Location annotation dataset excerpts:
-- start --

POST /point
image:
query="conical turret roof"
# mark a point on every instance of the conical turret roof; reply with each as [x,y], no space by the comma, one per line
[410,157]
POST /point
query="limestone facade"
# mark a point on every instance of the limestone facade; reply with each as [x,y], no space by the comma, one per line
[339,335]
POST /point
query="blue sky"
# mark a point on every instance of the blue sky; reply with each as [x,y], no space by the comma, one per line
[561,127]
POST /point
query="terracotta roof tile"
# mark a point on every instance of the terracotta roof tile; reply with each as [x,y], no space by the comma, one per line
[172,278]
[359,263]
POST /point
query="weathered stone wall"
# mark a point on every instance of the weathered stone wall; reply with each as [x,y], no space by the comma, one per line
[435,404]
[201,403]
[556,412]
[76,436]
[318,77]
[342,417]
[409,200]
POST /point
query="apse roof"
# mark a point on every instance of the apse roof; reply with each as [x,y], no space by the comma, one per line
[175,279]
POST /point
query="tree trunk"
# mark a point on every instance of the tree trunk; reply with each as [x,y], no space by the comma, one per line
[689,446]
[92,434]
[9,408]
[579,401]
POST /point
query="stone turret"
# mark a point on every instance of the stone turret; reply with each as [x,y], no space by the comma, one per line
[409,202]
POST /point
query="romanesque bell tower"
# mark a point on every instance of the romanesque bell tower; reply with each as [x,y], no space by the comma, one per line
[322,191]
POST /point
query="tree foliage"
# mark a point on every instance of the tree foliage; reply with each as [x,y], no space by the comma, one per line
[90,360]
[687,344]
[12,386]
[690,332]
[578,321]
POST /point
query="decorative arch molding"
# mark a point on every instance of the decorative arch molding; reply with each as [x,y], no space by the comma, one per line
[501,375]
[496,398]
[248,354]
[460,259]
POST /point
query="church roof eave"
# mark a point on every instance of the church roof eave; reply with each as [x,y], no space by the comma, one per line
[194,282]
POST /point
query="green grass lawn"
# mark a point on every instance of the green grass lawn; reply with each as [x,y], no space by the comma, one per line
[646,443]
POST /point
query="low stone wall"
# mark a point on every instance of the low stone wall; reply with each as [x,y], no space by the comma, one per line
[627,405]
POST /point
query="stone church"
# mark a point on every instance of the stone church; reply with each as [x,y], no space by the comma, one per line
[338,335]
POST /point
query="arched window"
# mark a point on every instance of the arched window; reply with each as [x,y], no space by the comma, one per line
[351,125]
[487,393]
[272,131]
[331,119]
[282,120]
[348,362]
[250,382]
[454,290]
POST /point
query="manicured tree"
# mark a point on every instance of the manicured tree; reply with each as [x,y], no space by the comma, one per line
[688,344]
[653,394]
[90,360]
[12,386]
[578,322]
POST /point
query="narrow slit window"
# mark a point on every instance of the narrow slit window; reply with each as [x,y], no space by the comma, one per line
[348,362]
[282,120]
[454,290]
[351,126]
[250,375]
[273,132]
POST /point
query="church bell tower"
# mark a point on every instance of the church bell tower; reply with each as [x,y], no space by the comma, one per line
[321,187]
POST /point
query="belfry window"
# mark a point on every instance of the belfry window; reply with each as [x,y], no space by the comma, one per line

-- end --

Task to carry out: The records above should be restated word for word, please.

Written solution:
POST /point
image:
query="conical turret roof"
# mark a point on every instance of the conical turret roof; reply with each as [x,y], no space by the comma, one per line
[410,157]
POST /point
query="limestone facade"
# mark a point on every instance of the limestone facade; reply with each as [x,y], no space by the comma, one per line
[339,335]
POST /point
query="blue sky"
# mark a point on every instance of the blue sky; reply with each as [x,y], no space by the comma, one per line
[561,127]
POST /point
query="terracotta roof tile"
# mark a point on every instance of the terracotta roof tile; reply with each as [x,y], no space by the comma, one per line
[172,278]
[359,263]
POST /point
query="weathered stone wall"
# mark a point on every instance of the weathered stone wall; reply with each as [x,y], no space by the comma, one per line
[435,404]
[201,403]
[556,412]
[76,436]
[318,77]
[342,417]
[409,200]
POST /point
query="apse roof"
# mark a point on every instance of the apse roof; reply with each as [x,y], no space by the comma, one per line
[175,279]
POST /point
query="tree trunk"
# mark a point on every instance of the tree trunk; reply with each as [x,y], no space by the comma, one per line
[689,446]
[92,434]
[9,408]
[579,401]
POST /point
query="stone turret"
# mark a point on every instance of the stone turret; reply with each as [x,y], no space by the comma, one per line
[409,202]
POST /point
query="romanesque bell tower"
# mark a point on every instance of the romanesque bell tower; reply with each as [x,y], no space by the comma, one per line
[322,191]
POST /point
query="tree foliage"
# mark a point on every instance of the tree foliage; reply with each as [x,y], no space by the comma, one per line
[90,360]
[687,344]
[12,386]
[690,332]
[578,321]
POST /point
query="decorative arch molding"
# mark a point on every instance of the decorative arch molding; reply with each as [x,y], no space by the comma, one per line
[501,375]
[496,398]
[248,354]
[460,259]
POST /point
query="church roof eave"
# mark a point on every instance of the church roof eave; reply with each as [x,y], no space by the comma, one per line
[194,282]
POST /point
query="green grass lawn"
# mark a point on every instance of the green grass lawn; reply with each as [x,y], no space by the comma, one per line
[646,443]
POST /point
query="low stone wall"
# mark a point on every instance of the low stone wall; reply with each as [x,y], no space by the comma, one per line
[627,405]
POST /point
query="stone church"
# mark a point on every instance of the stone church; reply with each as [x,y], no space by the comma, one per line
[338,335]
POST /point
query="arched window"
# mark a point on every instance of the arched window; reply with each as [x,y], no space by the comma, one per line
[351,125]
[487,393]
[272,131]
[331,119]
[282,120]
[348,362]
[250,382]
[454,290]
POST /point
query="manicured tree"
# mark a point on every instance of the manicured tree; reply with each as [x,y], no space by the comma, one per line
[688,344]
[653,394]
[90,360]
[12,386]
[578,322]
POST /point
query="narrow slit window"
# mark a point on every instance of the narrow slit window; reply with each as [x,y], no space by the comma, one per line
[348,362]
[282,120]
[454,290]
[351,126]
[250,375]
[273,132]
POST /point
query="church bell tower"
# mark a point on every instance of the church bell tower; reply with each as [x,y], no space by the comma, one per line
[321,187]
POST /point
query="belfry window"
# mark a point on every instance of the belfry window; reply with each as [x,y], no space by the comma, one per line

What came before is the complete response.